From the line containing "Reviewer note: every instance of the ripe" through the end of the entries, please repeat every line exactly and nothing more; the pictures do not belong in the copy.

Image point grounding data
────────────────
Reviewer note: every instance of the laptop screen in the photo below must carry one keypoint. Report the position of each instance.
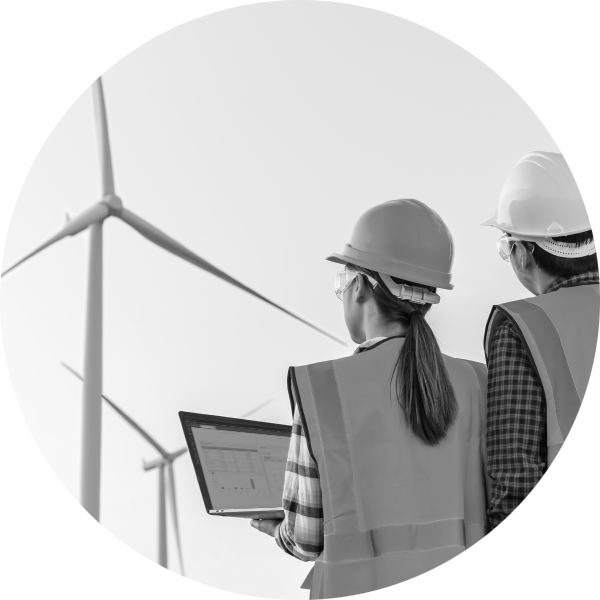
(242, 464)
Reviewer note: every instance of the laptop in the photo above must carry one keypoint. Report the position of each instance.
(239, 464)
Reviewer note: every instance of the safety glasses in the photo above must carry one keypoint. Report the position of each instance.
(505, 245)
(344, 279)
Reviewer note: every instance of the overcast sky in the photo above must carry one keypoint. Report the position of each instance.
(256, 133)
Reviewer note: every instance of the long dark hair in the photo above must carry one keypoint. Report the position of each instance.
(423, 387)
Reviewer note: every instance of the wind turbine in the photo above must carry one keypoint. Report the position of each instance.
(164, 462)
(93, 218)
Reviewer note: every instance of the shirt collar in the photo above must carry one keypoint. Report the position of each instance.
(584, 279)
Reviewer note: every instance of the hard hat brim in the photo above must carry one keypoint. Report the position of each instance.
(402, 271)
(490, 223)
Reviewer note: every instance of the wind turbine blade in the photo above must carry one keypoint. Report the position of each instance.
(108, 185)
(94, 214)
(125, 416)
(257, 408)
(173, 503)
(168, 243)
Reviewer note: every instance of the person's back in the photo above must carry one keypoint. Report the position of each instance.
(403, 519)
(544, 363)
(384, 484)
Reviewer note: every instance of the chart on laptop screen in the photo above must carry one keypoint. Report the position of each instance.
(242, 469)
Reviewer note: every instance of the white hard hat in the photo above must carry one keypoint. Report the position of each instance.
(404, 239)
(547, 195)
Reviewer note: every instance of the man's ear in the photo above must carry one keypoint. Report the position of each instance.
(523, 256)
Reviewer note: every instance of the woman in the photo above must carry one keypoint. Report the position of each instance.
(385, 484)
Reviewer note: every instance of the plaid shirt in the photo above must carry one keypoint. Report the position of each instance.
(517, 453)
(301, 532)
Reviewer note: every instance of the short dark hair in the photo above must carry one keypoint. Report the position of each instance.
(559, 266)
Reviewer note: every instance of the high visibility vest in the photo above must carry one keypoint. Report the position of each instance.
(561, 331)
(402, 520)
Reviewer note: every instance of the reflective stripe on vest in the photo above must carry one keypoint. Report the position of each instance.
(561, 332)
(377, 545)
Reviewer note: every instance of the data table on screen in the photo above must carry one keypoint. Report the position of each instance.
(242, 469)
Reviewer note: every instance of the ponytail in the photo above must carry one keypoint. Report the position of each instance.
(423, 387)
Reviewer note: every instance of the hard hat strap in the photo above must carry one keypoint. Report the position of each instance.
(416, 295)
(567, 250)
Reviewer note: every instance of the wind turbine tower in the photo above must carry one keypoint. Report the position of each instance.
(93, 218)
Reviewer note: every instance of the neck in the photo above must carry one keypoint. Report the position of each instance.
(539, 281)
(374, 327)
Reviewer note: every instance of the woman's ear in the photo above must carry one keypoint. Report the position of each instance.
(361, 288)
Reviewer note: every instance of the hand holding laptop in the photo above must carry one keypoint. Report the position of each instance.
(267, 526)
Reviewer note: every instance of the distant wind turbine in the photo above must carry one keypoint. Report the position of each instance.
(164, 462)
(93, 218)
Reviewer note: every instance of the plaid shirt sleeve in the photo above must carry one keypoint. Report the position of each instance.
(516, 446)
(301, 532)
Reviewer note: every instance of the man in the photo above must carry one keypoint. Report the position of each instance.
(543, 407)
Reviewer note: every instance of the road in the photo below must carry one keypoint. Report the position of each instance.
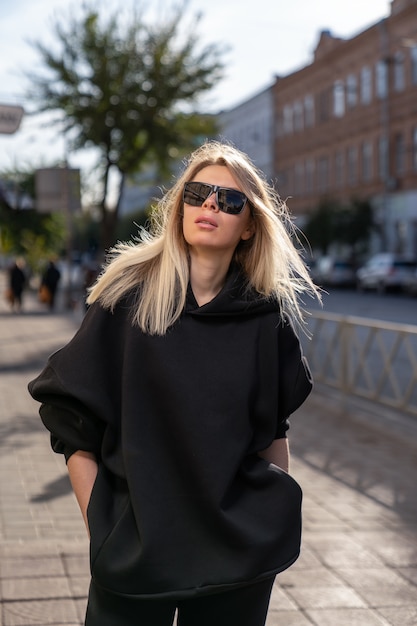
(391, 307)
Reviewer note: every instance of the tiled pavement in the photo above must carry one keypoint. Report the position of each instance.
(359, 559)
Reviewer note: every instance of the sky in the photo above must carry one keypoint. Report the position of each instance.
(265, 38)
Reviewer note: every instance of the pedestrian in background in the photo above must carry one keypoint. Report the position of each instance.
(49, 284)
(17, 282)
(171, 405)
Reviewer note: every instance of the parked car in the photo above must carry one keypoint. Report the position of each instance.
(410, 284)
(385, 272)
(334, 272)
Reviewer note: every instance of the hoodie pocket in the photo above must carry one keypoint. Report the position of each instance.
(107, 511)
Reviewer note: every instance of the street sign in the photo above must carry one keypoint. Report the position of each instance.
(10, 118)
(58, 189)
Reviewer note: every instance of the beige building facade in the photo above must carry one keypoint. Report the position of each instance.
(346, 127)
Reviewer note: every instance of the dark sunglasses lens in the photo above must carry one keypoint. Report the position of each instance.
(231, 201)
(195, 193)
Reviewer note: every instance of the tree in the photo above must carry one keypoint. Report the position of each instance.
(128, 89)
(320, 229)
(24, 231)
(346, 224)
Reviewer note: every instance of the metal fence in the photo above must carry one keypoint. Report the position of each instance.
(365, 358)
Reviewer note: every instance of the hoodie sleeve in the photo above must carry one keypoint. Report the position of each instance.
(76, 389)
(295, 381)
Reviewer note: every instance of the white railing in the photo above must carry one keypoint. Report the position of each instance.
(366, 358)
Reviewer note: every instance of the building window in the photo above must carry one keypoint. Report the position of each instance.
(352, 166)
(383, 158)
(299, 178)
(399, 154)
(324, 105)
(323, 174)
(338, 99)
(351, 91)
(309, 171)
(309, 111)
(288, 121)
(339, 169)
(414, 65)
(366, 161)
(399, 72)
(366, 85)
(298, 116)
(381, 73)
(415, 149)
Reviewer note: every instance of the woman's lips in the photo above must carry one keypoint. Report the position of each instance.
(207, 221)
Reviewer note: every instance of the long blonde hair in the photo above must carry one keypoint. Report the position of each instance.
(157, 262)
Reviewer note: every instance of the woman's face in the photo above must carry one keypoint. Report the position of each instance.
(209, 230)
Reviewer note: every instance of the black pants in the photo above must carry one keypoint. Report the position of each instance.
(245, 606)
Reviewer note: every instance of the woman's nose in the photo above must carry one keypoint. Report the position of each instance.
(211, 202)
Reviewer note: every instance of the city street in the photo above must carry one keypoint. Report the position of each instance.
(389, 307)
(358, 565)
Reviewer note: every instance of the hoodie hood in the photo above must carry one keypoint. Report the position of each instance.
(235, 298)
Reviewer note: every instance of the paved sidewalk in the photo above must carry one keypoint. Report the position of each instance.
(359, 559)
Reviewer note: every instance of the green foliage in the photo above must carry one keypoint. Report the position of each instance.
(25, 232)
(129, 225)
(128, 88)
(345, 224)
(35, 236)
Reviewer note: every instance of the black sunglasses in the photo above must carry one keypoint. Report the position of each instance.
(228, 200)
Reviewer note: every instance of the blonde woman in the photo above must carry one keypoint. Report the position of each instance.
(171, 405)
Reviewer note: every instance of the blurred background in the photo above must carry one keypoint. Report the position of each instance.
(100, 103)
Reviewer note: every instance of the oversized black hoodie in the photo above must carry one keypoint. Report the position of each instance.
(182, 503)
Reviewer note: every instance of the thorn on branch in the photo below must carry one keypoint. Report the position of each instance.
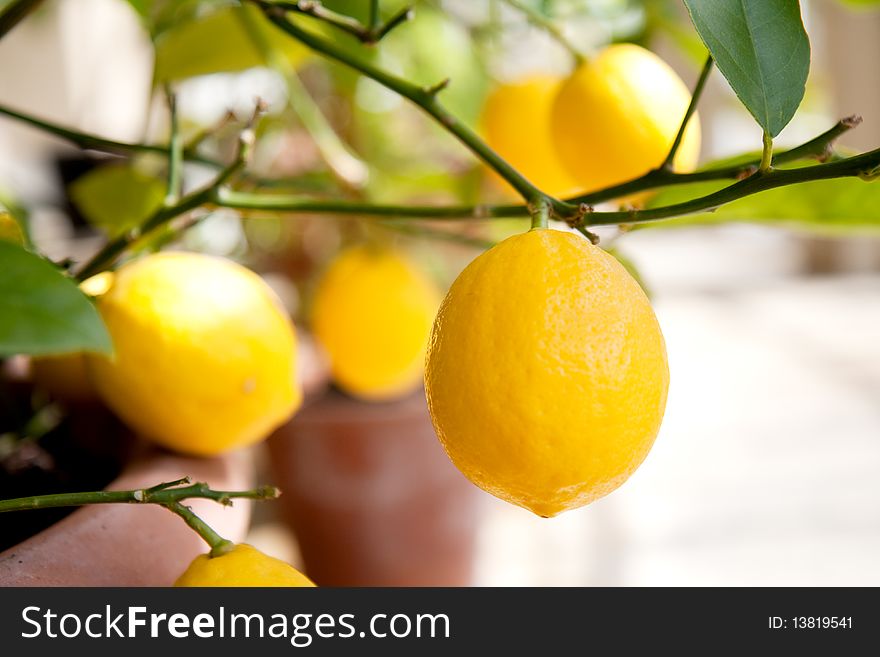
(851, 122)
(402, 16)
(435, 89)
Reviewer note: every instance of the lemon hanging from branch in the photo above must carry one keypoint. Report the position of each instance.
(546, 374)
(204, 353)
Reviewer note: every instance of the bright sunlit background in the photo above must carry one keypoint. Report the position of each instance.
(765, 470)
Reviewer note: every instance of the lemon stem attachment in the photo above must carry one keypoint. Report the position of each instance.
(540, 211)
(766, 154)
(218, 544)
(168, 494)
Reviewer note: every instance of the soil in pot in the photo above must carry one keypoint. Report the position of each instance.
(371, 495)
(48, 448)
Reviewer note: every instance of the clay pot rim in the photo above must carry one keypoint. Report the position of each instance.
(363, 411)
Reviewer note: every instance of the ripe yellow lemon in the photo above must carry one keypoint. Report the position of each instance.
(515, 122)
(10, 230)
(243, 565)
(617, 115)
(204, 354)
(372, 314)
(546, 375)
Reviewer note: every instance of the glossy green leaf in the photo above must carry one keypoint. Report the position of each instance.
(42, 311)
(218, 42)
(762, 49)
(117, 197)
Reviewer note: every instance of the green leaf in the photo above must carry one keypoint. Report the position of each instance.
(218, 42)
(116, 197)
(42, 311)
(823, 206)
(762, 49)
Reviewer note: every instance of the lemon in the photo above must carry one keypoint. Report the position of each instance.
(546, 374)
(204, 353)
(372, 315)
(243, 565)
(10, 230)
(617, 115)
(515, 122)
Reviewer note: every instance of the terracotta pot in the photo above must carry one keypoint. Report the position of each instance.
(131, 545)
(372, 497)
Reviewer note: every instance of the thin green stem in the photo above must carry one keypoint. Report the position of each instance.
(105, 258)
(766, 154)
(295, 204)
(692, 107)
(865, 166)
(375, 19)
(168, 495)
(371, 33)
(402, 16)
(540, 212)
(542, 22)
(93, 142)
(425, 98)
(175, 153)
(218, 544)
(336, 154)
(818, 148)
(315, 9)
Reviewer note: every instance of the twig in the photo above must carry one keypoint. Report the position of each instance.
(175, 153)
(367, 34)
(105, 258)
(692, 107)
(766, 153)
(168, 495)
(94, 142)
(422, 98)
(344, 163)
(542, 22)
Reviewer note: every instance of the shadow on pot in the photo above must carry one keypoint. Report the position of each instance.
(371, 495)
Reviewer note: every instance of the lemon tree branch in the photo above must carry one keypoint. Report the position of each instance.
(94, 142)
(692, 107)
(168, 495)
(368, 34)
(105, 258)
(542, 22)
(175, 153)
(425, 98)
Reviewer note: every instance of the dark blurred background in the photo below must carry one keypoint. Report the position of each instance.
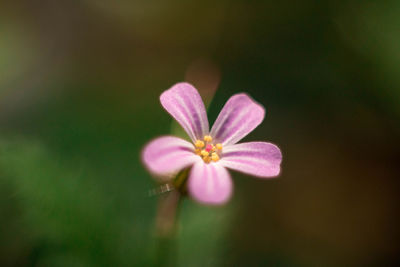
────────────────
- ANSWER TO THIS TASK:
Reviewer note: every instance of the ripe yellow lemon in the photo above must carry one keypoint. Report the position of each instance.
(515, 122)
(10, 230)
(243, 565)
(617, 115)
(204, 354)
(372, 314)
(546, 375)
Reviewer note: every instance of the glossy green leaf in the photo above must carry one keypoint. Report the position of each instance.
(42, 311)
(218, 42)
(762, 49)
(117, 197)
Reviewer note: every instance of the green leaf in the photo above must carry one keypoint. Report the position of each instance.
(218, 42)
(116, 197)
(42, 311)
(823, 206)
(762, 49)
Reviewer note: every instance of the lemon in the photo above must carry one keypoint. Report the position of each instance.
(546, 374)
(204, 353)
(372, 315)
(243, 565)
(10, 230)
(617, 115)
(515, 122)
Reviewer note: every instance of the terracotta pot in the photo above must carry one keypoint. Report the position of each instance.
(131, 545)
(372, 497)
Reviewer note: every instance of the thin green stem in the photo above must carry one keypoint. Report the position of each instance.
(105, 258)
(766, 154)
(295, 204)
(692, 107)
(865, 166)
(375, 19)
(168, 495)
(371, 33)
(402, 16)
(540, 212)
(542, 22)
(93, 142)
(425, 98)
(175, 153)
(218, 544)
(336, 154)
(818, 148)
(315, 9)
Reviewer note: every instance of the twig in the photo above must carry one keypoint. Report the position of each instance.
(175, 153)
(367, 34)
(105, 258)
(692, 107)
(766, 153)
(168, 495)
(94, 142)
(422, 98)
(344, 163)
(542, 22)
Reviewer note: every instance of the shadow on pot in the photo above must carry one keypoint. Report the position of each instance.
(371, 495)
Reviewer note: every instance of the lemon tree branch in the photo above must carry one keypoint. Report the position of each instance.
(94, 142)
(692, 107)
(168, 495)
(368, 34)
(105, 258)
(542, 22)
(175, 153)
(425, 98)
Reviewer note: every instance of the dark blurred background in the photo below must carry one keypoint. Report the position of each instance.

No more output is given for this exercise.